→ SHORT PROBLEM: Name each capability that the NovaEdge federation page below says federation adds beyond a single-cluster deployment.

→ TEXT PROVIDED:
Skip to content

Federation

NovaEdge federation connects multiple Kubernetes clusters into a unified control plane, enabling cross-cluster service discovery, configuration synchronization, and traffic failover. Federation supports three operating modes -- hub-spoke, mesh, and unified -- to match different organizational and network topologies.

Overview

In a single-cluster deployment, NovaEdge manages load balancing, routing, and VIPs for services within one Kubernetes cluster. Federation extends this to multiple clusters:

  • Configuration synchronization -- routing rules, policies, and backend definitions propagate across clusters automatically
  • Cross-cluster endpoint merging -- the snapshot builder combines local and remote service endpoints so agents can route traffic to backends in any cluster
  • Locality-aware routing -- traffic prefers local backends, overflowing to remote clusters only when local capacity is insufficient
  • Split-brain protection -- vector clocks, quorum checks, and write fencing prevent conflicting updates during network partitions

Federation is managed through two CRDs:

CRD Purpose
NovaEdgeFederation Defines the federation topology, sync settings, conflict resolution, and split-brain policy
NovaEdgeRemoteCluster Registers a remote or edge cluster with connection details, routing weights, and health checks

Federation Modes

NovaEdge supports three federation modes, each suited to different use cases:

Mode Sync Direction Endpoint Merging Best For
hub-spoke Hub pushes to spokes No Centralized management with edge clusters
mesh Bidirectional Yes Active-active multi-region deployments
unified Bidirectional Yes (all endpoints) Global anycast-style load balancing

Hub-Spoke

A central hub cluster owns all configuration and pushes it one-directionally to spoke clusters. Spokes execute the configuration but do not originate changes.

→ DATA SEGMENT:
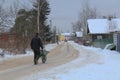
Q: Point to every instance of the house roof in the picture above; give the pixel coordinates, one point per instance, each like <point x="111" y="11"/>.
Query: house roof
<point x="103" y="26"/>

→ WRITTEN SOLUTION:
- Configuration synchronization
- Cross-cluster endpoint merging
- Locality-aware routing
- Split-brain protection